- The problem: Exactly reproduce the lines from the line containing "Where can the green wall" to the end of the data below, inclusive, and nothing else.

- Materials provided:
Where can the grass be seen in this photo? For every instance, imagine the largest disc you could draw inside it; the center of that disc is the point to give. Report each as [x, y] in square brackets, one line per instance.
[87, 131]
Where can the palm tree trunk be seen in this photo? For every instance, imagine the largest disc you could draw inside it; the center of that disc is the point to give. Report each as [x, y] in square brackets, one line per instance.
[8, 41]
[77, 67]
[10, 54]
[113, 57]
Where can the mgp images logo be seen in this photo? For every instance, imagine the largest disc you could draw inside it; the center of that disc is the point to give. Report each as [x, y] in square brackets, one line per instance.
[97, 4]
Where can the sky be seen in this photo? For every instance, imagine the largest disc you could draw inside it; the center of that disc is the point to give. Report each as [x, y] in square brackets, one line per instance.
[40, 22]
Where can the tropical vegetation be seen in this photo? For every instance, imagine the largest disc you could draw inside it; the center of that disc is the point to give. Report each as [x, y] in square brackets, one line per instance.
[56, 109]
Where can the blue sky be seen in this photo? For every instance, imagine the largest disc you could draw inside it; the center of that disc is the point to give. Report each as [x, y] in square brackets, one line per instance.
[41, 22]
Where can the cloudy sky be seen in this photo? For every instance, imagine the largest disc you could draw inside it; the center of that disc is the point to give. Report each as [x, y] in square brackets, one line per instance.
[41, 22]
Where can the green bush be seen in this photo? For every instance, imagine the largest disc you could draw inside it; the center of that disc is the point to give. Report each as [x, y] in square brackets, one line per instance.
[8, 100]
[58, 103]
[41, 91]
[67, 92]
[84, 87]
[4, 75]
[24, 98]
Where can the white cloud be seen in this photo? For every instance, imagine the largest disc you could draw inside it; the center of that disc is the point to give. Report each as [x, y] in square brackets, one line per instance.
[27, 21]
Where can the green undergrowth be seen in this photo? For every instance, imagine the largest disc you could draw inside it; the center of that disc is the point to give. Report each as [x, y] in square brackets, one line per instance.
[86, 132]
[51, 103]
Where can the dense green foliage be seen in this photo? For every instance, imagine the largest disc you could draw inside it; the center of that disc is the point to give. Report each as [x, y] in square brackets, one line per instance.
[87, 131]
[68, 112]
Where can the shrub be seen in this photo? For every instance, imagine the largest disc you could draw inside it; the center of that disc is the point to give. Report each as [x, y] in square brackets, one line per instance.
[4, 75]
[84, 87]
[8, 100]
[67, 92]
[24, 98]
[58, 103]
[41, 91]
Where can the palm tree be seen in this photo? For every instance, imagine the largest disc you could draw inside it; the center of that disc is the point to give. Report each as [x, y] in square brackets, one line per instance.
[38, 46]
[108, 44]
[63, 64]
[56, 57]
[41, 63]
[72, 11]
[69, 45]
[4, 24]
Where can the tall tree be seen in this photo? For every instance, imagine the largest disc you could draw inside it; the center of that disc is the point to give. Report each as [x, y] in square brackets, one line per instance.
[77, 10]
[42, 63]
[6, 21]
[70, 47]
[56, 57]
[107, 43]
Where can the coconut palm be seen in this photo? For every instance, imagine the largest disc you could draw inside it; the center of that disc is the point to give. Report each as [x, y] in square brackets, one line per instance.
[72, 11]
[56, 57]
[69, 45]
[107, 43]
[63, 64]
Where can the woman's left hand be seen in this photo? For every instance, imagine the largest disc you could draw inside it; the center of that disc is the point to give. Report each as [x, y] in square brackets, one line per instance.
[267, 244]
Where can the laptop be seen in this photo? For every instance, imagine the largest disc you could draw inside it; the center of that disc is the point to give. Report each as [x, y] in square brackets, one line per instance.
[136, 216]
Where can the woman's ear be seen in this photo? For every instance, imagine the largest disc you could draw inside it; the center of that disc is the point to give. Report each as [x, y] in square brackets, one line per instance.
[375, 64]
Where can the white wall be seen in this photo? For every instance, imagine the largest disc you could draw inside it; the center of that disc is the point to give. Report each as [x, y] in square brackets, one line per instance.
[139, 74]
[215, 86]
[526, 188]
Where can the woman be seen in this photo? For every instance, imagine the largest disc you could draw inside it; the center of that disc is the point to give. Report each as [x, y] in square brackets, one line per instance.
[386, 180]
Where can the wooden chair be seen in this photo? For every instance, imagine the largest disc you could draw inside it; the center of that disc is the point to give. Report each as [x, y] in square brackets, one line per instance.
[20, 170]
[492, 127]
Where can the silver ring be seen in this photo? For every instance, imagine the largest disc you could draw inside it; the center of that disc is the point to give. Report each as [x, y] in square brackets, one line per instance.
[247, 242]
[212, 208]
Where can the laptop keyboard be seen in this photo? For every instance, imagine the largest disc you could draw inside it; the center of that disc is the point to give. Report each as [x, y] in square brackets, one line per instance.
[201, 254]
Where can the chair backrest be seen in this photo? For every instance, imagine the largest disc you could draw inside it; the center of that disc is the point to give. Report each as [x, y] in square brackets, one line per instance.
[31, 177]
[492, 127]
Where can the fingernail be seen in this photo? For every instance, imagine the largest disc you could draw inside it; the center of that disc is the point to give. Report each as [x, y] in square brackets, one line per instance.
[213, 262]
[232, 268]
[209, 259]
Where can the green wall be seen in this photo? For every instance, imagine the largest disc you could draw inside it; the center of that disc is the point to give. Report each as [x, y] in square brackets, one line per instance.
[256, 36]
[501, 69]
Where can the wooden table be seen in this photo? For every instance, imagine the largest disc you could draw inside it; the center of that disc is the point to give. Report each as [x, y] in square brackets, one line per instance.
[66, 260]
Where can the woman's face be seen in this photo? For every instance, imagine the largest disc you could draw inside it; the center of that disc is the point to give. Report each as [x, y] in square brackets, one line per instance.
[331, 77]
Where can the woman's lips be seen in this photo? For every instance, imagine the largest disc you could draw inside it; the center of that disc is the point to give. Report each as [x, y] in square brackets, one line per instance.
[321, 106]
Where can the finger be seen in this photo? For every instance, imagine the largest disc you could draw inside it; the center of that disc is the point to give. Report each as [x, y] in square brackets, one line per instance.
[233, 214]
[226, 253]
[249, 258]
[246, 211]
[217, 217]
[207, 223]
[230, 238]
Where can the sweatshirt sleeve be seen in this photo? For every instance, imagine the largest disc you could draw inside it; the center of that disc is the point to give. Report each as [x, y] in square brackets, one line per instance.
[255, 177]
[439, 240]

- Response:
Where can the green wall be seen in this photo? For every instance, imagine the largest disc you could draw inside it; the center of that disc is the point to give. Report each as [x, y] in square brackets, one line per instance.
[256, 36]
[501, 69]
Where can the wooden table be seen in this photo? For every instance, imagine the largest disc you could draw inside it; the center of that disc is the point to give. Report each as [x, y] in square brackets, one line per instance.
[66, 260]
Where can the woman's face be seen in this photo? For every instance, imagine the largest disc you could draw inside it; the center of that disc is the point to give. Report each as [x, y] in square brackets, one line per instance.
[331, 77]
Where can the woman's lips be seen in this photo? For every instance, imagine the largest disc you could draw inside it; the center of that disc is the point to give. Report each as [x, y] in square brackets, one line per instance.
[321, 106]
Where can the finger be seen in this photo? For every instance, imagine the largest disc you could draw inside it; the center of that disc is the point to give. Report each as [x, y] in square brackets, one line per instance.
[233, 214]
[226, 253]
[249, 258]
[246, 211]
[217, 217]
[207, 223]
[230, 238]
Where can the sweatshirt sleeve be seen in this photo? For every instance, imagine the largest disc you could draw inside it; the center of that disc is the point to give. Report each as [x, y] in square brackets, one line per instance.
[255, 177]
[439, 240]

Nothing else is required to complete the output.